[Coordinate annotation records]

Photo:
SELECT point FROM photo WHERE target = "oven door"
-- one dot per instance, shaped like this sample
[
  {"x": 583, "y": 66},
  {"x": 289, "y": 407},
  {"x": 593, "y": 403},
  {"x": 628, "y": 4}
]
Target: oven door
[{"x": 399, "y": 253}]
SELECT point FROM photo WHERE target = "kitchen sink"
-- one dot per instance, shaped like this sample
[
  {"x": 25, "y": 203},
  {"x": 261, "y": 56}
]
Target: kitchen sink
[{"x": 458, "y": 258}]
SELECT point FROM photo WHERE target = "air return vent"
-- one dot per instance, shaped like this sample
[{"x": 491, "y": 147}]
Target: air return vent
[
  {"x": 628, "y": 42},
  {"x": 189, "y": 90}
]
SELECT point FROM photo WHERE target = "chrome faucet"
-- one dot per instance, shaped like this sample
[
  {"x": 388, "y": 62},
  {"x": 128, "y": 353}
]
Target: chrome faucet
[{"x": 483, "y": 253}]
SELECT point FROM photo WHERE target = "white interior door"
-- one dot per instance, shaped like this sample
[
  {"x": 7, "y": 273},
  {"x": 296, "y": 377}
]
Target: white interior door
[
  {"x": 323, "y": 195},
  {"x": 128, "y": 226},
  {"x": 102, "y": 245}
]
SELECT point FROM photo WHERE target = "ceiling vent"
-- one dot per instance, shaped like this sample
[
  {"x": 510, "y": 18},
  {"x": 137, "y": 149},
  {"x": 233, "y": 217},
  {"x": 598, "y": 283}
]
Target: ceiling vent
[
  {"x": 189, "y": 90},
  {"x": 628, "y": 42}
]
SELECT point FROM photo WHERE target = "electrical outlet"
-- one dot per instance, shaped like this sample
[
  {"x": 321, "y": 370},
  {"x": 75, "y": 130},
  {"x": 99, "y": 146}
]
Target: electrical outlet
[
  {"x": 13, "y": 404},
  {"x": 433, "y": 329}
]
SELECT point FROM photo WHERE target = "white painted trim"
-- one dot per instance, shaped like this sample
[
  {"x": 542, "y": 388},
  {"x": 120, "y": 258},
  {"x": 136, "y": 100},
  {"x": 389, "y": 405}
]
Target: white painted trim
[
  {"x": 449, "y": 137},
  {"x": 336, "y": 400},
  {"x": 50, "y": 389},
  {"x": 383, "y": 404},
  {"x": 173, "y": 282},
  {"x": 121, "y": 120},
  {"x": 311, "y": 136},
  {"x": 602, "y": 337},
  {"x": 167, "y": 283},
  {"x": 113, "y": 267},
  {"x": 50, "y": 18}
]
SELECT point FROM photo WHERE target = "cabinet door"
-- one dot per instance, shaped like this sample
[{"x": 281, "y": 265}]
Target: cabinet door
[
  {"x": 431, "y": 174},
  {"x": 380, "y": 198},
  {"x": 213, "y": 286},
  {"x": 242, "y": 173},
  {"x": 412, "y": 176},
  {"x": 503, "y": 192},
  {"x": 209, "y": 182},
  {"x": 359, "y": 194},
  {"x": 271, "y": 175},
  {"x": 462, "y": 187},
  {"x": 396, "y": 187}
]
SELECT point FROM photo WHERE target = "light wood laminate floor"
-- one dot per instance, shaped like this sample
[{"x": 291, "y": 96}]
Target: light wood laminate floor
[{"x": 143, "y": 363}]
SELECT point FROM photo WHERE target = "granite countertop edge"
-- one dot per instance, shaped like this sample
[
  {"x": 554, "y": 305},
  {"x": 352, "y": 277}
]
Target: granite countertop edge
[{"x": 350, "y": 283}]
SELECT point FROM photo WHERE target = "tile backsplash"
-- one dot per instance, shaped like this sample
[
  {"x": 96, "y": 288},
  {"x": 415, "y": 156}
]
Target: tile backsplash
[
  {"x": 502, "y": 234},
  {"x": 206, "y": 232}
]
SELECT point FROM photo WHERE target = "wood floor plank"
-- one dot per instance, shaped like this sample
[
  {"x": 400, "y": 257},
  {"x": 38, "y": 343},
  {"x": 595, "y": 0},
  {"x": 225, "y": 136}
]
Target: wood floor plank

▶ _Your goal_: Write out the entries above once more, without altering anything.

▶ _Correct result_:
Photo:
SELECT point FROM photo WHERE target = "oven door"
-- one dot per instance, shaped like this sample
[
  {"x": 583, "y": 66},
  {"x": 289, "y": 407},
  {"x": 593, "y": 403},
  {"x": 628, "y": 4}
]
Target: oven door
[{"x": 399, "y": 253}]
SELECT point FROM photo WHERE target = "kitchen sink"
-- one dot per instance, shaped like this sample
[
  {"x": 25, "y": 203},
  {"x": 261, "y": 56}
]
Target: kitchen sink
[{"x": 458, "y": 258}]
SELECT point FROM photo WHERE target = "air return vent"
-- one dot per instance, shaped like this sample
[{"x": 491, "y": 147}]
Target: air return vent
[
  {"x": 628, "y": 42},
  {"x": 189, "y": 90}
]
SELECT point FROM photo WHERE target = "chrome faucet"
-- one dot per instance, shaped like this sample
[
  {"x": 388, "y": 62},
  {"x": 128, "y": 353}
]
Target: chrome faucet
[{"x": 483, "y": 253}]
SELECT point FROM photo WHERE target = "white interior door"
-- one dot per instance, shaped like this sample
[
  {"x": 7, "y": 273},
  {"x": 296, "y": 377}
]
Target: white interior door
[
  {"x": 323, "y": 195},
  {"x": 128, "y": 226},
  {"x": 102, "y": 245}
]
SELECT point FROM photo WHERE target = "ceiling vent"
-- one dot per instance, shaped like this sample
[
  {"x": 510, "y": 18},
  {"x": 137, "y": 149},
  {"x": 233, "y": 217},
  {"x": 598, "y": 283}
]
Target: ceiling vent
[
  {"x": 189, "y": 90},
  {"x": 628, "y": 42}
]
SELECT point FROM photo WHERE target = "electrical outlet"
-- one dot per instance, shaped like this sample
[
  {"x": 321, "y": 370},
  {"x": 75, "y": 130},
  {"x": 99, "y": 146}
]
Target: electrical outlet
[
  {"x": 13, "y": 404},
  {"x": 433, "y": 329}
]
SELECT point FROM photo WHERE target = "white painted trim"
-- one dot per instance, shaped like this sample
[
  {"x": 542, "y": 388},
  {"x": 120, "y": 258},
  {"x": 136, "y": 100},
  {"x": 389, "y": 405}
]
Target: white painted trim
[
  {"x": 449, "y": 137},
  {"x": 336, "y": 400},
  {"x": 50, "y": 389},
  {"x": 383, "y": 404},
  {"x": 173, "y": 282},
  {"x": 121, "y": 120},
  {"x": 311, "y": 136},
  {"x": 602, "y": 337},
  {"x": 167, "y": 283},
  {"x": 113, "y": 267},
  {"x": 50, "y": 18}
]
SELECT point FROM photo WHERE target = "cabinet door"
-- one dot per instance, shaped like this sample
[{"x": 281, "y": 265}]
Target: cabinet door
[
  {"x": 431, "y": 174},
  {"x": 380, "y": 198},
  {"x": 213, "y": 286},
  {"x": 242, "y": 173},
  {"x": 412, "y": 176},
  {"x": 503, "y": 192},
  {"x": 209, "y": 182},
  {"x": 359, "y": 194},
  {"x": 271, "y": 175},
  {"x": 462, "y": 187},
  {"x": 396, "y": 187}
]
SELECT point FROM photo WHERE target = "light wood laminate floor"
-- one dot per instance, shaped like this sample
[{"x": 291, "y": 96}]
Target: light wood laminate floor
[{"x": 143, "y": 363}]
SELECT point FROM photo WHERE target = "granite countertop edge"
-- one dot per instance, shaped like this sample
[
  {"x": 554, "y": 305},
  {"x": 352, "y": 277}
]
Target: granite countertop edge
[{"x": 350, "y": 283}]
SELECT point FROM photo WHERE target = "tile backsplash"
-- one dot per instance, shaped like this sample
[
  {"x": 96, "y": 288},
  {"x": 415, "y": 156}
]
Target: tile backsplash
[
  {"x": 502, "y": 234},
  {"x": 206, "y": 232}
]
SELECT point FROM photo WHERE target = "wood floor plank"
-- one dot per instance, shaped like this sample
[
  {"x": 400, "y": 257},
  {"x": 38, "y": 343},
  {"x": 595, "y": 0},
  {"x": 225, "y": 136}
]
Target: wood floor plank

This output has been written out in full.